Trecho citado:

________

É, não sei como definir o natal. Acho que não existe “o natal”, existe a rabanada, a farofa, o peru. Existe uma expectativa televisiva sobre um ideal de corredores que não suam sobre uma campina verde cheia de coelhinhos. Mas, francamente, nem todos curtem coelhinhos, campinas ou o peru da Fátima Bernardes. Nem todos têm religião ou família, wifi ou fé em alguma coisa. Eu não tenho religião, mas acredito que alguma coisa acontece neste mundo louco de esteiras e perus de dezembro. Alguma coisa que nos demanda um exercício constante de tentar equilibrar pesos. E a leveza é isso, a leveza só é leve no conhecimento da experiência do peso. Se houvesse “o natal”, ele seria, para mim, o período em que nos lembramos da potência da leveza sem a ingenuidade de não acreditar em pesos. Se acreditamos em Papai Noel, morremos de diabetes num caminhão de refrigerantes. Se não acreditamos, morremos de tédio e anabolizantes num campeonato de fisiculturismo. Acho que ler Calvino na academia de ginástica me mostrou um caminho interessante para compreender o sentido desses espíritos alterados. Talvez estejamos buscando a leveza com muita concretude ou talvez estejamos buscando a fada do dente sem dente. Quer dizer, a leveza da fada só pode existir no corpo do dente. E isso não significa que não existam fadas ou que não existam dentes. Significa que é possível passar um dia de natal na academia sem ser um fisiculturista e ainda encontrar um Jedi na bicicleta ao lado.

   
Ana Jedi Gabriela 

quarta-feira, 16 de dezembro de 2015

Precisamos falar sobre Calvin, Mafalda e Snoopy também


    Não gosto de amigo oculto. Quer dizer, não gosto daqueles amigos ocultos convencionais de presentes pré-determinados e apáticos. Principalmente quando acontecem no trabalho. Existe alguma coisa mais formalizada informal que presentes utilitários trocados com uma pessoa com a qual você nunca chegou, sequer, a trocar palavras? E, depois, ainda é de praxe aquele meio abracinho, em uma fotografia sem graça de sorrisos amarelos.
    Bem, o último ano que passou não foi muito bom para mim. Uma das coisas, porém, que posso listar no “lado bom da força” foi que, pela primeira vez em muito tempo, não participei de amigo oculto nenhum. Isso, com certeza, nos poupa um belo tempo gasto em trabalho não remunerado. Tem pessoas que gostam, e eu juro que, às vezes, tento entender como alguém pode gostar de atividade tão impessoal de pseudo-intimidade-alegre.  Às vezes fico pensando porque não trocamos notas de dinheiro dentro de envelopes coloridos. Acho que seria mais divertido, ao menos poderíamos colorir os envelopes e, talvez, escrever neles várias sugestões de presentes os quais você acredita que, realmente, têm afinidade com aquela pessoa. Daí ela recebe aquilo, vê seu colorido, seu traço de desenho tosco...  Talvez o papel venha com alguma mancha de gordura que você deixou cair enquanto desenhava e comia rabanadas na cozinha à noite. E aí você pode até se desculpar pela mancha, e explicar que estava fazendo rabanadas, e talvez surja uma boa conversa daí. Uma conversa que não precisa ser alegre, mas que tenha vontade de conversa.  É, às vezes tento entender e penso mais ou menos por aí: o amigo oculto pode ser bom, mas precisa ter brechas para o oculto. Se isso não acontece, fica tudo comercial e obrigatório, e aí realmente é aquele horário político obrigatório que ninguém quer ver, mas todos fingem que se interessam pra não pegar mal.

________

Dados de anotação da localização de objetos:
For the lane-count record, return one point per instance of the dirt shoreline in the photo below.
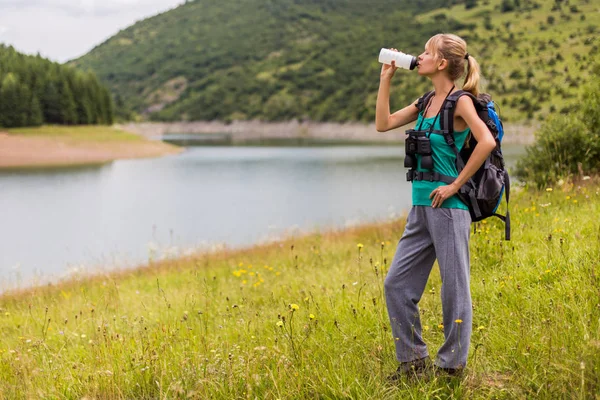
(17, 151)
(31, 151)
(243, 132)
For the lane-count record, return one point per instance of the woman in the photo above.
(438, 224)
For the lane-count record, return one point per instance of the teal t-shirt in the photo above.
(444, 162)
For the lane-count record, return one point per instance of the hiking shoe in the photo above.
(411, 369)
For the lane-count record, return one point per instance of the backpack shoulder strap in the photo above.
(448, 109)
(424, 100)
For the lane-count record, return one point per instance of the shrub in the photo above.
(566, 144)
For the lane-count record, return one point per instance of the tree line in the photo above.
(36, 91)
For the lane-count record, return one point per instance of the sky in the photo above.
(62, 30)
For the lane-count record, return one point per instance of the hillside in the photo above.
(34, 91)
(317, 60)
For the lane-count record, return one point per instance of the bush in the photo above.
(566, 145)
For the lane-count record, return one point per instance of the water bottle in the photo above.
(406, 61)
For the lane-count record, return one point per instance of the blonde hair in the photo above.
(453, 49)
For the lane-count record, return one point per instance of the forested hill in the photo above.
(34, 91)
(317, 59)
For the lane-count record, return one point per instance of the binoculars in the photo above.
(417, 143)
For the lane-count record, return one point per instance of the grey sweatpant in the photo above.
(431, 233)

________

O que fazer:
(1) No trecho citado, o que aconteceu pela primeira vez em muito tempo no último ano, segundo quem escreve?
(2) Calcule quantas linhas dos registros contêm a palavra "binoculars" e responda apenas com o número.

Resultados:
(1) Não participou de nenhum amigo oculto.

(2) 1